▽

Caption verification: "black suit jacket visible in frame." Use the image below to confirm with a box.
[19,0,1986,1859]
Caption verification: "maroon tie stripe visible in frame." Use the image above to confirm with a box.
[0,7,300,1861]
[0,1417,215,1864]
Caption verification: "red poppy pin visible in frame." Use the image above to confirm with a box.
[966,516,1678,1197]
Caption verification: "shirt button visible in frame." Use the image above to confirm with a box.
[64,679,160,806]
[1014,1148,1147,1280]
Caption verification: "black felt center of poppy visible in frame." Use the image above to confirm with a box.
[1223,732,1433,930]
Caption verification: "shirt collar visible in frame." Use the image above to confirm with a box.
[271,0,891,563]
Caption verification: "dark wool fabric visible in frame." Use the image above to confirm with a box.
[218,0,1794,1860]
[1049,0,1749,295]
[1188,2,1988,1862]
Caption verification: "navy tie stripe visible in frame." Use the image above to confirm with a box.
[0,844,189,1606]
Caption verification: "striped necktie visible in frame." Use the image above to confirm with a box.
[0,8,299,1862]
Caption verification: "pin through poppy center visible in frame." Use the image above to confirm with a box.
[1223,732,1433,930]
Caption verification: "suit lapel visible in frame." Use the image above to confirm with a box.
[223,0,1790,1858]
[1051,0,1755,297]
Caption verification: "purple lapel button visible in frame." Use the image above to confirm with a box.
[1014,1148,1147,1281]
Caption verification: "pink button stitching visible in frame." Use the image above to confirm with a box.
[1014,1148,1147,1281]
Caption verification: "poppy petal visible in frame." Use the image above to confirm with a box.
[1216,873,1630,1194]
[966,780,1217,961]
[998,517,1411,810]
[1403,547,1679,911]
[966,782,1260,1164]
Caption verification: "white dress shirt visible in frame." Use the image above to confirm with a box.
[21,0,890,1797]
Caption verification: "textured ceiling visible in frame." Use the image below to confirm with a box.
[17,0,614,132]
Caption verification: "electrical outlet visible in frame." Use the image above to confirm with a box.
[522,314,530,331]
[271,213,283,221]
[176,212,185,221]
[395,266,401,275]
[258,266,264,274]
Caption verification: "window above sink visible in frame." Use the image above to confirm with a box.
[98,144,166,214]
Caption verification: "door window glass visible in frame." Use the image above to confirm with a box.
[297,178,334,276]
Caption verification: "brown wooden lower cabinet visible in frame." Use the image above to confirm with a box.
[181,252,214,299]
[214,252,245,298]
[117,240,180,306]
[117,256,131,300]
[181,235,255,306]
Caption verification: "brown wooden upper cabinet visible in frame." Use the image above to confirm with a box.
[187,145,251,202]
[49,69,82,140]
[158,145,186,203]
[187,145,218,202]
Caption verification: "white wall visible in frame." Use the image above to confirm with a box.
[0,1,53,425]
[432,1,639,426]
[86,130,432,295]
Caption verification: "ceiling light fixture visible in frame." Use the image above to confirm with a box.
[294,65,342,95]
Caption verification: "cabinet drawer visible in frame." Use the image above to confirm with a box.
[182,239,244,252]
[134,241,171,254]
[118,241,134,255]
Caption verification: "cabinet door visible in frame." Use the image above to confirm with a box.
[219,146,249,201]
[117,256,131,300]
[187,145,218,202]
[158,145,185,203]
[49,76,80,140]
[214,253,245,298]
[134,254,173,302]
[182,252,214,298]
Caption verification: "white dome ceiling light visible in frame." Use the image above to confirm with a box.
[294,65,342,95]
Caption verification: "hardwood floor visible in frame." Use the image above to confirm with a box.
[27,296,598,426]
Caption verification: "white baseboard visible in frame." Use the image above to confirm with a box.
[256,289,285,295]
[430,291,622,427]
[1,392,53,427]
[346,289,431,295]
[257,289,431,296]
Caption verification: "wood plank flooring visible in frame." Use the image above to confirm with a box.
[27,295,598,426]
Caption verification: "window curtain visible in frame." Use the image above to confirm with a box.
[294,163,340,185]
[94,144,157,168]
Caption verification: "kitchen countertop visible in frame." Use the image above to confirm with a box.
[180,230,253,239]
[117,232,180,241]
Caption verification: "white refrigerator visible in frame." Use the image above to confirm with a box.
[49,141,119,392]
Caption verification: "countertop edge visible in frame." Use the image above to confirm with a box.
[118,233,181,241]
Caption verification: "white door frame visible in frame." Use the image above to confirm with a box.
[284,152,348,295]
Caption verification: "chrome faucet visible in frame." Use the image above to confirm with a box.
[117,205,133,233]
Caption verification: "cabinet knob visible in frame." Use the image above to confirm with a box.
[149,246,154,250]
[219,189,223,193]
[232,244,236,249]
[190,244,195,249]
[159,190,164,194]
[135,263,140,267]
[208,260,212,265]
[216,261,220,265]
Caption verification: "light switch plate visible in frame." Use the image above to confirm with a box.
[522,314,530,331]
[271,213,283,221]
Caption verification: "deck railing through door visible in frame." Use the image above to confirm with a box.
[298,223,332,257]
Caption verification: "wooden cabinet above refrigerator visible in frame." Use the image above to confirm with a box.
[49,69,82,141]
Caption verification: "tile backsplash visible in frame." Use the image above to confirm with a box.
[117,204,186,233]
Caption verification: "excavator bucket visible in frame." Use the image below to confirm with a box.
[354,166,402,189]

△

▸ Task objective
Copy out the data in full, exactly.

▸ Finished exercise
Caption verification: "black suit jacket visible in frame." Use the image below to confirm with a box.
[19,0,1986,1859]
Caption verification: "maroon tie stripe visible in frame." Use the image above to confirm with a box.
[0,7,300,1861]
[0,1417,215,1864]
Caption verification: "red poppy pin visible in frame." Use the image above to confirm with a box.
[966,516,1678,1197]
Caption verification: "shirt button visible in frame." Use the image above to confirm with a box.
[64,679,160,806]
[1014,1148,1147,1280]
Caption verification: "black felt center of poppy visible in frame." Use the image above to confirm with a box.
[1223,732,1433,930]
Caption verification: "shirt collar visible in frame." Use the image above to confirm with a box.
[271,0,891,563]
Caption verification: "dark wool fabric visible in frame." Use the image above to confirm with a box.
[218,0,1794,1860]
[1049,0,1749,295]
[1188,2,1988,1862]
Caption verification: "navy tie stripe visible in frame." Use the image above to confirm with a box.
[0,844,189,1606]
Caption verification: "striped necktie visible in frame." Use the image above to confirm with a box.
[0,8,299,1862]
Caption verification: "pin through poppy center visible in frame." Use the image above to confirm with a box.
[1223,732,1433,930]
Caption verification: "suit lapel visible in frame." Use the image above to confirm with a box.
[223,0,1790,1858]
[1051,0,1755,297]
Caption verification: "purple lapel button visible in frame." Use the image above to confirm with a box.
[1014,1148,1147,1281]
Caption verification: "pink button stitching visible in frame." Use the image above to confirm with a box.
[1014,1148,1147,1281]
Caption verification: "poppy petal visible in frame." Use the image above to confirm with a box.
[1216,873,1630,1194]
[966,780,1217,961]
[998,517,1411,810]
[1403,547,1679,911]
[966,782,1260,1164]
Caption verification: "white dress shirt visible in frame." Use the image above to confirm with a box.
[21,0,890,1797]
Caption verification: "textured ceiling visible in frame." Use the image below to confirm with a box.
[17,0,614,132]
Caption verification: "electrical outlet visible in frame." Use the image above to confirm with a box.
[522,314,530,331]
[271,213,283,221]
[176,212,185,221]
[395,266,401,275]
[258,266,264,274]
Caption verification: "window above sink visible in frame." Use the image above to confirm with a box.
[98,144,166,214]
Caption verification: "door window glass visible in frame." Use the image above to confirm with a box.
[297,178,334,276]
Caption verification: "brown wooden lower cabinet visible in frame." Use the image above to confirm with a box.
[181,252,214,299]
[214,252,245,298]
[117,240,180,306]
[117,256,131,300]
[181,235,255,306]
Caption verification: "brown wooden upper cabinet visible in frame." Use the image above to confirm with a box.
[187,145,251,202]
[49,69,82,140]
[158,145,186,203]
[187,145,218,202]
Caption verification: "white wall visible in frame." Use the image above to confirm with a box.
[0,1,53,425]
[432,1,639,426]
[86,130,432,295]
Caption verification: "ceiling light fixture visible in frame." Use the image above to confirm with a box.
[294,65,342,95]
Caption verification: "cabinet drawer visible in frame." Use the image above to confirm with a box.
[182,239,244,252]
[134,241,171,254]
[118,241,134,255]
Caption verification: "cabinet door visible in frame." Use the image above to confirm with a box.
[219,146,249,201]
[117,256,131,300]
[187,145,218,202]
[158,145,185,203]
[49,76,80,140]
[214,253,245,298]
[134,254,173,302]
[182,252,214,298]
Caption verification: "white dome ceiling light visible in frame." Use the image above to confirm with a box.
[294,65,342,95]
Caption verification: "hardwood floor visible in frame." Use the image above to confirm with a box.
[27,296,598,426]
Caption verification: "white baseboard visible in frame." Use the image above to confirm with a box.
[256,289,285,295]
[430,291,622,427]
[1,392,53,427]
[346,289,431,295]
[257,289,431,296]
Caption verification: "wood plank flooring visible in frame." Use the image above to confirm with a box.
[27,295,598,426]
Caption verification: "window curtain visible in frame." Use the image above to confirm with a box.
[294,163,340,185]
[94,144,157,168]
Caption verification: "kitchen countertop visible in frame." Use the image above to confirm with a box.
[180,230,253,239]
[117,232,180,241]
Caption verification: "white refrigerator visible in frame." Use the image above to confirm with a box.
[49,141,119,392]
Caption verification: "countertop edge visible in frame." Use the image above to confirm with a box.
[118,233,181,241]
Caption verification: "white door frame visible in frame." Use the image above to confirm with a box.
[284,152,348,295]
Caption verification: "chrome faucet visible in frame." Use the image above to confirm with a box.
[117,205,133,233]
Caption verification: "cabinet knob visible in frame." Use the image above to confirm with a box.
[149,246,154,250]
[219,189,223,193]
[232,244,236,249]
[190,244,195,249]
[159,190,164,194]
[135,263,140,267]
[208,260,212,265]
[216,261,220,265]
Caption verification: "light switch plate visible in frame." Use the image above to confirm with a box.
[522,314,530,331]
[271,213,283,221]
Caption verification: "deck railing through door visible in frame." Use the image above to confirm with a box.
[298,223,332,257]
Caption verification: "wooden cabinet above refrigerator visible in frame." Use the image above to confirm with a box.
[49,69,82,141]
Caption verification: "tile backsplash visible in frame." Use the image above to confirm with a box.
[117,204,186,233]
Caption verification: "excavator bucket visible in frame." Use the image below to confirm with a box.
[354,166,402,189]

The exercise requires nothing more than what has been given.